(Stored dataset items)
——————

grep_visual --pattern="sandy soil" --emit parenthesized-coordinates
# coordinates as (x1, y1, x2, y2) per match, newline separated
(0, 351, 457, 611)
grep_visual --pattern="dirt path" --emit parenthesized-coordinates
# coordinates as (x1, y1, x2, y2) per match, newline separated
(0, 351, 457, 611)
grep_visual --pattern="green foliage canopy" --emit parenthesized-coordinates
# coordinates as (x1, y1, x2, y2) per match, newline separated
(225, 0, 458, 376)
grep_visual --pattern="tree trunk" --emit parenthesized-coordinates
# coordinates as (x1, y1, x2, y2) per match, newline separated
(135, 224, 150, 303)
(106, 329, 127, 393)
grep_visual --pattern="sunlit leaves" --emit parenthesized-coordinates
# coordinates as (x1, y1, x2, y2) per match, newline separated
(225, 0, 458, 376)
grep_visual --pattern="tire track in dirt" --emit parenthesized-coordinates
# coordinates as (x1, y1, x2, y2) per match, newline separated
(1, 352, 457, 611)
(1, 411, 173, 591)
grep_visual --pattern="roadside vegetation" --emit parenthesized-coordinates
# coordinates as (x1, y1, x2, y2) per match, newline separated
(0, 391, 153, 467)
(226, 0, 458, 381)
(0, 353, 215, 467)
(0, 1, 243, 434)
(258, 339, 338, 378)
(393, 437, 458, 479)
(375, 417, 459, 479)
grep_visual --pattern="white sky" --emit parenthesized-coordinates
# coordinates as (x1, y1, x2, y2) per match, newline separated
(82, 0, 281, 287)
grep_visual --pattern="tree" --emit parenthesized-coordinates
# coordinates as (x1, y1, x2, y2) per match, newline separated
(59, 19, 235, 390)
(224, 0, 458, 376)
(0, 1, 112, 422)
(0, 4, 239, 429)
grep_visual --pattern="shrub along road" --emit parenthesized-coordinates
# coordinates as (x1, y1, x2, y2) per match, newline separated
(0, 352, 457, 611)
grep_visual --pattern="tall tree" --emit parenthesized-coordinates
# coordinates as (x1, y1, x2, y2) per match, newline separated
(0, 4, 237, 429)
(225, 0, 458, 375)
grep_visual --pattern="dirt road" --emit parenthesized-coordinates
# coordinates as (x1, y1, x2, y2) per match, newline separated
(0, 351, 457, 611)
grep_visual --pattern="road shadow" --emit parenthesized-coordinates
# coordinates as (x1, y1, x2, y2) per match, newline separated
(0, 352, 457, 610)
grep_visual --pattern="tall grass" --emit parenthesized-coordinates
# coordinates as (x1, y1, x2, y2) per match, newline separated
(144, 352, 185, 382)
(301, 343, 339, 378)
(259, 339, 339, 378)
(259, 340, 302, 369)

——————

### YOUR GOAL
Each line above must be returned exactly as written.

### RESPONSE TO THIS TASK
grep_visual --pattern="sandy soil" --emit parenthesized-coordinates
# coordinates as (x1, y1, x2, y2) per match, newline separated
(0, 351, 457, 611)
grep_visual --pattern="dirt path" --emit parenthesized-coordinates
# coordinates as (x1, y1, x2, y2) per match, newline separated
(0, 351, 457, 611)
grep_visual --pattern="green foliage canopy" --emit parenthesized-coordinates
# coordinates as (x1, y1, x2, y2) per match, newline separated
(225, 0, 458, 376)
grep_visual --pattern="tree trunk" --emit parenthesized-coordinates
# coordinates as (x1, y1, x2, y2) per match, newline separated
(135, 224, 150, 303)
(106, 329, 127, 393)
grep_visual --pattern="sunlit leaves" --emit parenthesized-coordinates
# coordinates as (x1, y1, x2, y2) per match, newline separated
(225, 0, 458, 376)
grep_visual --pattern="tire track in dirt" --emit parenthesized-coordinates
# coordinates as (x1, y1, x2, y2) per match, newline separated
(1, 352, 457, 611)
(1, 411, 173, 591)
grep_visual --pattern="roadside vegetation" --emit parenthesized-coordinates
# coordinates as (x1, y1, x2, y2) per match, newline separated
(0, 391, 153, 467)
(226, 0, 458, 381)
(0, 353, 215, 467)
(0, 1, 243, 434)
(258, 339, 338, 378)
(393, 437, 458, 479)
(375, 417, 459, 479)
grep_visual --pattern="white sky" --emit parenthesized-coordinates
# coordinates as (x1, y1, x2, y2) per match, newline separated
(82, 0, 281, 287)
grep_visual --pattern="tree" --emit parenthesized-coordinates
# coordinates as (x1, y1, x2, y2) per match, newline separated
(59, 19, 235, 390)
(224, 0, 458, 376)
(0, 1, 112, 422)
(0, 4, 239, 429)
grep_visual --pattern="shrub along road" --emit parenthesized-coordinates
# coordinates as (x1, y1, x2, y2) per match, newline separated
(0, 352, 457, 611)
grep_visual --pattern="tall tree" --emit parenthesized-coordinates
# coordinates as (x1, y1, x2, y2) per match, newline separated
(0, 4, 237, 429)
(225, 0, 458, 375)
grep_visual --pattern="dirt road" --emit parenthesized-coordinates
# coordinates as (x1, y1, x2, y2) per match, newline separated
(0, 351, 457, 611)
grep_visual --pattern="road shadow" --emit parenthesized-coordinates
# coordinates as (x1, y1, x2, y2) per match, newline separated
(0, 352, 457, 610)
grep_visual --pattern="tall grass" --emit parenthesized-coordinates
# coordinates as (x1, y1, x2, y2) per match, newline separated
(144, 352, 185, 382)
(301, 343, 339, 378)
(259, 339, 339, 378)
(259, 340, 302, 369)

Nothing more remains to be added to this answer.